### RECORDS SUPPLIED
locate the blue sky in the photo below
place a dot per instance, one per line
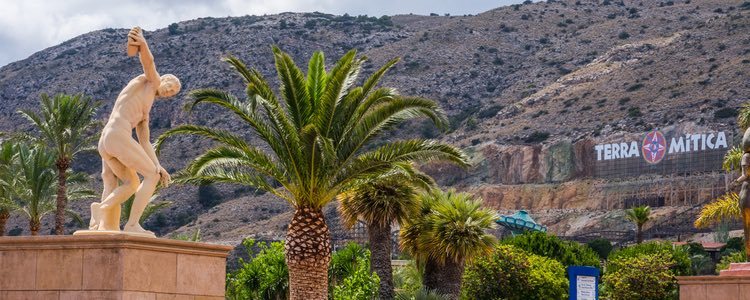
(32, 25)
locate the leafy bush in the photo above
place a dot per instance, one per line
(548, 278)
(733, 245)
(602, 247)
(677, 254)
(349, 274)
(511, 273)
(566, 252)
(407, 280)
(265, 276)
(421, 294)
(702, 265)
(645, 276)
(734, 257)
(361, 284)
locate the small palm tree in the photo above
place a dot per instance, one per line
(34, 188)
(316, 134)
(639, 216)
(379, 203)
(66, 124)
(448, 230)
(725, 208)
(743, 118)
(732, 159)
(7, 181)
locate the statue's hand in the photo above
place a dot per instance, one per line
(164, 177)
(135, 37)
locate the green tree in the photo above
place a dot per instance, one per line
(7, 181)
(566, 252)
(35, 185)
(445, 233)
(66, 124)
(380, 203)
(317, 132)
(512, 273)
(646, 276)
(639, 216)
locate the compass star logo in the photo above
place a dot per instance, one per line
(654, 147)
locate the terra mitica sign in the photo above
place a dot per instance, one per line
(668, 151)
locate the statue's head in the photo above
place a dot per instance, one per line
(169, 86)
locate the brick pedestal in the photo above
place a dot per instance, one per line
(117, 267)
(732, 284)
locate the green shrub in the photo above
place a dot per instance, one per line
(566, 252)
(511, 273)
(645, 277)
(407, 280)
(265, 276)
(726, 112)
(547, 278)
(733, 245)
(346, 262)
(360, 284)
(734, 257)
(678, 254)
(602, 247)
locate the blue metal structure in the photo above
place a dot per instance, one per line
(520, 222)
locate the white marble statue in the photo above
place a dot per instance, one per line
(124, 158)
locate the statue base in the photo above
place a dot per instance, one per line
(110, 266)
(731, 284)
(114, 232)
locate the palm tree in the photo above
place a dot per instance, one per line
(639, 216)
(7, 179)
(743, 118)
(315, 133)
(381, 202)
(447, 231)
(35, 185)
(724, 208)
(66, 124)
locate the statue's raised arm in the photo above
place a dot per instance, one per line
(124, 158)
(136, 40)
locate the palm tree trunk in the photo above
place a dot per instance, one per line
(308, 252)
(34, 227)
(62, 198)
(444, 278)
(380, 260)
(4, 215)
(639, 234)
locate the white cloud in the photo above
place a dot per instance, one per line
(32, 25)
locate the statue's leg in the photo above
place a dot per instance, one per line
(134, 157)
(745, 207)
(110, 183)
(109, 209)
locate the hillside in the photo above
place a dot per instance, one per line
(513, 79)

### REQUIREMENT
Rewrite all the lines in the entries above as a numbered list, skipping any blank lines. Leave the pictures out.

### THE OUTPUT
1. locate the blue sky in the photo below
2. place a dot per instance, one per line
3. (32, 25)
4. locate the leafy bush in the photo above
5. place a dot per instance, one per line
6. (548, 278)
7. (733, 245)
8. (602, 247)
9. (677, 254)
10. (349, 274)
11. (511, 273)
12. (566, 252)
13. (407, 280)
14. (265, 276)
15. (421, 294)
16. (702, 265)
17. (645, 276)
18. (734, 257)
19. (361, 284)
20. locate the small palm tree in the photo above
21. place a dot per instance, one per line
22. (34, 188)
23. (316, 134)
24. (639, 216)
25. (379, 203)
26. (66, 124)
27. (448, 230)
28. (725, 208)
29. (743, 118)
30. (732, 159)
31. (7, 181)
32. locate the statue's hand in the photo above
33. place a dot per instance, one per line
34. (164, 177)
35. (135, 37)
36. locate the green tree in the photo above
37. place a dot per instance, one per line
38. (7, 181)
39. (566, 252)
40. (35, 185)
41. (445, 233)
42. (66, 124)
43. (380, 203)
44. (317, 132)
45. (512, 273)
46. (646, 276)
47. (639, 216)
48. locate the compass star logo in the photo above
49. place a dot per instance, one per line
50. (654, 147)
51. locate the terra mitica sign in the photo above
52. place a dot per instance, one per line
53. (668, 151)
54. locate the statue's head in the photo above
55. place a dot per instance, one per line
56. (169, 86)
57. locate the brick pedestal in the photo above
58. place a dot per instance, one per line
59. (117, 267)
60. (732, 284)
61. locate the green shrub in the photo above
62. place a dot per instance, one per line
63. (566, 252)
64. (511, 273)
65. (645, 277)
66. (407, 280)
67. (265, 276)
68. (726, 112)
69. (547, 278)
70. (733, 245)
71. (346, 262)
72. (360, 284)
73. (734, 257)
74. (678, 254)
75. (602, 247)
76. locate the blue metal structure in the photo above
77. place a dot per instance, one per line
78. (520, 222)
79. locate the white marble statue in the photo above
80. place a dot per instance, one per line
81. (124, 158)
82. locate the statue base in the photo above
83. place a dot per instance, one per line
84. (110, 266)
85. (731, 284)
86. (114, 232)
87. locate the palm tree in the photo above
88. place a dot per instance, one per line
89. (639, 216)
90. (7, 179)
91. (743, 118)
92. (315, 133)
93. (381, 202)
94. (447, 231)
95. (35, 185)
96. (724, 208)
97. (66, 124)
98. locate the statue's raised arm in the photo above
99. place a dot per instance, one per line
100. (124, 158)
101. (136, 40)
102. locate the palm tree trunk in the photo above
103. place a dot per instance, one per line
104. (308, 252)
105. (34, 227)
106. (62, 198)
107. (444, 278)
108. (380, 260)
109. (4, 215)
110. (639, 234)
111. locate the white cloud in the photo above
112. place a dot per instance, one per line
113. (32, 25)
114. locate the statue's leg in the photo above
115. place a dot per instance, one per line
116. (134, 157)
117. (745, 207)
118. (110, 183)
119. (109, 209)
120. locate the hillside in the photo above
121. place a dot per instance, one per line
122. (513, 79)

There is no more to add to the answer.